Quote the listing below from the line containing "Our team needs the bounding box of the foal's head" up to and including the final line, and leave the pictures out.

━━━━━ INPUT DATA

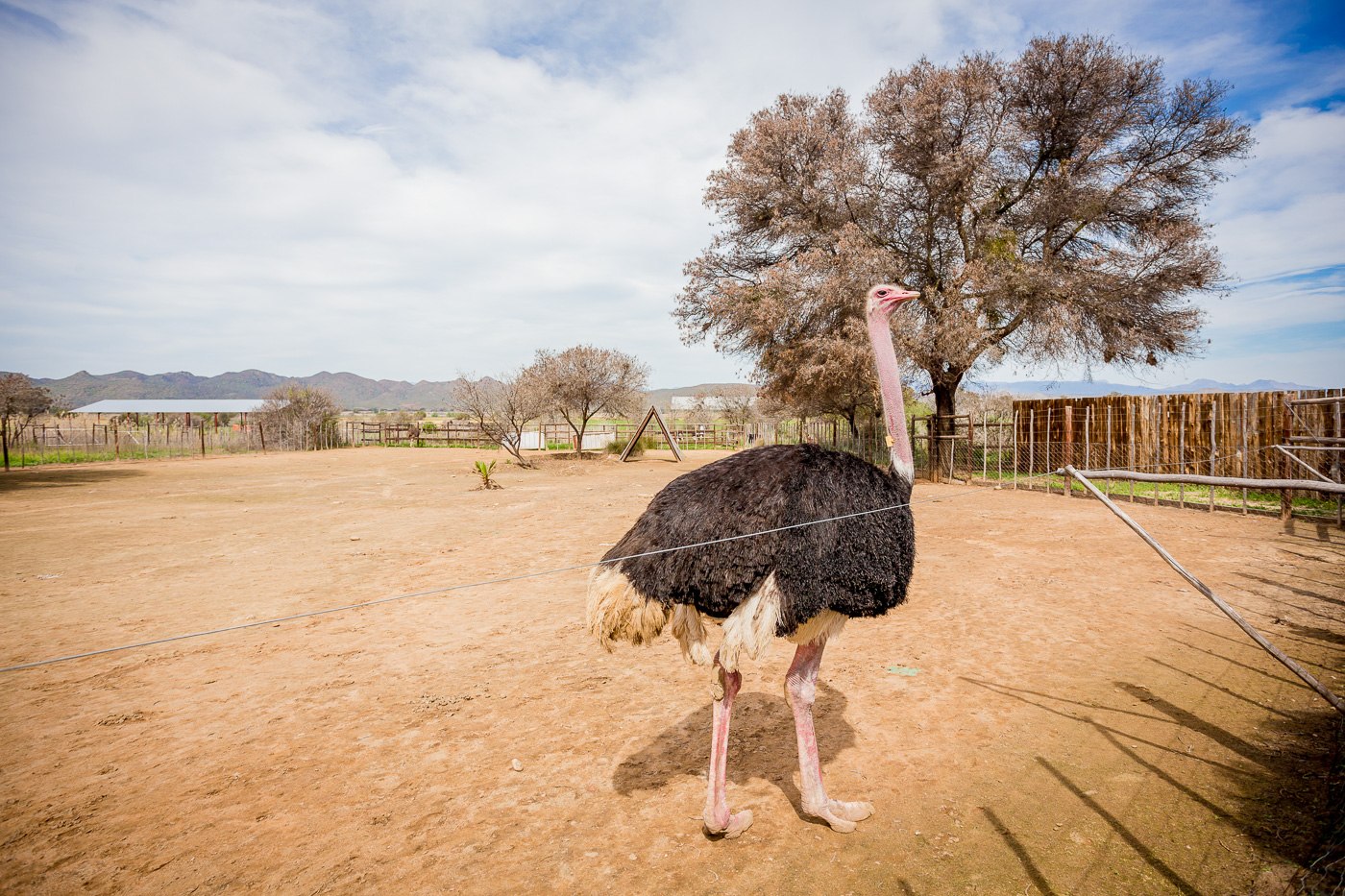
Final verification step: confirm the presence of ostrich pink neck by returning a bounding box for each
[868,309,916,483]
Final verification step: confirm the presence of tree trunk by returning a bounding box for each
[929,370,963,482]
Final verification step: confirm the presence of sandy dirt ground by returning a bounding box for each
[0,448,1345,895]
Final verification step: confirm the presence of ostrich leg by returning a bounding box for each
[703,652,752,839]
[784,644,873,835]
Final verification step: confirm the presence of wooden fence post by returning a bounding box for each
[1064,405,1075,497]
[1210,399,1218,513]
[1277,396,1294,523]
[1241,392,1251,517]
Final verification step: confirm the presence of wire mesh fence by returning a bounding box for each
[7,416,346,467]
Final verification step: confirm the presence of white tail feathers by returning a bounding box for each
[672,604,714,666]
[588,565,669,650]
[588,565,846,671]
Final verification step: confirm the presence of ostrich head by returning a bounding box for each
[865,284,920,316]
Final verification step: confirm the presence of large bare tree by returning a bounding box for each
[0,373,57,472]
[453,369,548,467]
[528,346,648,453]
[675,36,1251,448]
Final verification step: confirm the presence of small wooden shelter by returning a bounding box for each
[622,405,682,462]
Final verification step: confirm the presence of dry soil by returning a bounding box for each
[0,448,1345,895]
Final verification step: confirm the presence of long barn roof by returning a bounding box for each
[74,399,266,414]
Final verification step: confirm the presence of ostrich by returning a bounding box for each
[588,285,920,836]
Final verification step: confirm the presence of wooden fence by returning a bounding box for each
[1013,389,1342,479]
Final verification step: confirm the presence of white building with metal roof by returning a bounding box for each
[71,399,276,414]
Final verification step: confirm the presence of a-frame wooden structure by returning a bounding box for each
[622,405,682,462]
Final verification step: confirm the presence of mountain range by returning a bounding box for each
[12,370,1319,410]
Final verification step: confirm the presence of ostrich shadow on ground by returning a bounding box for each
[612,681,860,821]
[0,467,145,493]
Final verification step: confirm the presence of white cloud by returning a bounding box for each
[0,0,1345,385]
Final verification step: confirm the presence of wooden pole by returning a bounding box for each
[1240,392,1248,517]
[1064,405,1075,497]
[1126,399,1139,503]
[1043,405,1055,496]
[1279,400,1294,523]
[1056,470,1345,496]
[1210,400,1218,513]
[1065,466,1345,714]
[1028,407,1037,489]
[1177,400,1186,507]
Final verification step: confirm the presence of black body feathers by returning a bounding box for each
[604,444,915,637]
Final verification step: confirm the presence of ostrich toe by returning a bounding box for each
[803,799,873,835]
[705,809,752,839]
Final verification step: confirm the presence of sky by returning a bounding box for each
[0,0,1345,387]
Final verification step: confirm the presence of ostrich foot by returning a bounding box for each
[803,799,873,835]
[705,809,752,839]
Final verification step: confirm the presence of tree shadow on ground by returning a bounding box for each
[612,681,855,821]
[965,664,1345,893]
[0,467,145,493]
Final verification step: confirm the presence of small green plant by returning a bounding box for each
[606,436,658,457]
[472,460,504,490]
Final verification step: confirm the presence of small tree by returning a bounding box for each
[258,385,340,450]
[528,346,648,453]
[0,373,57,472]
[453,369,546,467]
[712,389,757,426]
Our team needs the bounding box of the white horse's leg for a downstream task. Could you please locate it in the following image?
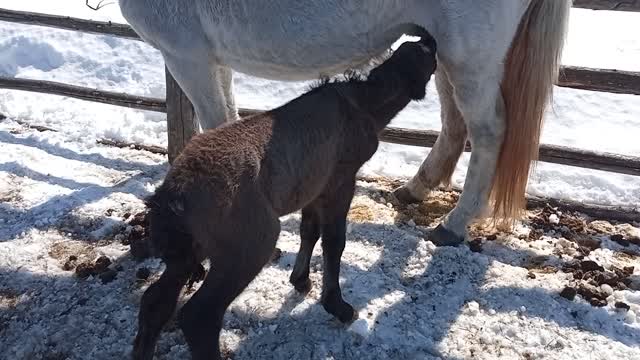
[431,64,506,246]
[394,65,467,203]
[163,54,236,130]
[218,66,240,121]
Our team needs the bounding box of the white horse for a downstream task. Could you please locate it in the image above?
[120,0,571,245]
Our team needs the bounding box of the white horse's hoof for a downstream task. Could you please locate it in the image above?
[429,224,464,246]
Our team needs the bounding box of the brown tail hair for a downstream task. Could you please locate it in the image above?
[491,0,572,225]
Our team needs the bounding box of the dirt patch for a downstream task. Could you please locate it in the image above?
[560,260,634,307]
[347,205,375,223]
[49,240,97,271]
[115,210,151,261]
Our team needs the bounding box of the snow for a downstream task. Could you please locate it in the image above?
[0,0,640,360]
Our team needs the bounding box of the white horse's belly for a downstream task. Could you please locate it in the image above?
[201,0,410,80]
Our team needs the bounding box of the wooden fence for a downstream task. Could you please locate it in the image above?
[0,0,640,176]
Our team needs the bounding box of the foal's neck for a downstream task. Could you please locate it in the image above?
[342,79,411,132]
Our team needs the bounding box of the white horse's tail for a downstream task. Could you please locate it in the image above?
[491,0,572,224]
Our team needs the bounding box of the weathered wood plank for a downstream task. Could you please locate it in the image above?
[573,0,640,12]
[0,9,142,40]
[380,127,640,176]
[558,66,640,95]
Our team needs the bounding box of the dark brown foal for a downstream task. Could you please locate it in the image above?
[134,33,436,359]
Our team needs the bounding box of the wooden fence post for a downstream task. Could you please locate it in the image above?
[165,68,196,164]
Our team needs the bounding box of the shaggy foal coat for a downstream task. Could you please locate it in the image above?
[134,35,436,359]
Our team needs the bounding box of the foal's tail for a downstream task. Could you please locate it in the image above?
[491,0,572,224]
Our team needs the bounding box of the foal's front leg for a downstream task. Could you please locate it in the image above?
[132,260,196,360]
[289,203,322,294]
[321,179,357,323]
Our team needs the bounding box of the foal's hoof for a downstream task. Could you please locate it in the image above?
[393,186,422,204]
[289,278,312,295]
[429,224,464,246]
[322,299,358,324]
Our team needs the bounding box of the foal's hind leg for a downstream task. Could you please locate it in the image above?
[133,260,196,360]
[163,54,237,130]
[179,212,280,360]
[289,203,322,294]
[394,65,467,203]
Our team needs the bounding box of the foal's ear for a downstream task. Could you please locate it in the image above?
[396,42,436,100]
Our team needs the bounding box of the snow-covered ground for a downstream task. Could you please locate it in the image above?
[0,0,640,359]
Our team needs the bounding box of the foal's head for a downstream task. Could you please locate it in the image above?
[368,31,437,100]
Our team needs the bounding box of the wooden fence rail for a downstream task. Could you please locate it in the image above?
[573,0,640,12]
[0,8,640,95]
[0,74,640,176]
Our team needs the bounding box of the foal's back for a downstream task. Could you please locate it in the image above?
[166,83,375,216]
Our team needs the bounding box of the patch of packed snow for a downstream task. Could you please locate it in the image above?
[0,0,640,360]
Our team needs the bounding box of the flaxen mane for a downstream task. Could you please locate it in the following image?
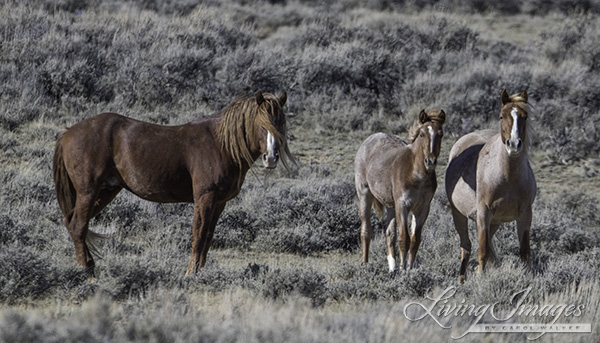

━━━━━━━━━━

**WRITTEN SOLUTION**
Our team needs the bounding box of the foal's head for a downstream task. Could you please locate it in the image above?
[368,31,437,100]
Our team needs the bounding box of the wooden fence rail for a downstream task. Could you please locate it in the image above?
[573,0,640,12]
[0,8,640,95]
[0,74,640,176]
Our team needs the bounding box of the foal's back for a downstream task. Could you please locate it in the image above?
[166,83,375,216]
Our team needs the bounding box of the patch of packed snow for a downstream task. Could you please locate it in the image above?
[0,0,640,360]
Our team needs the bounding box of the flaxen mane for a downstream task. Could you please locate it in the following image?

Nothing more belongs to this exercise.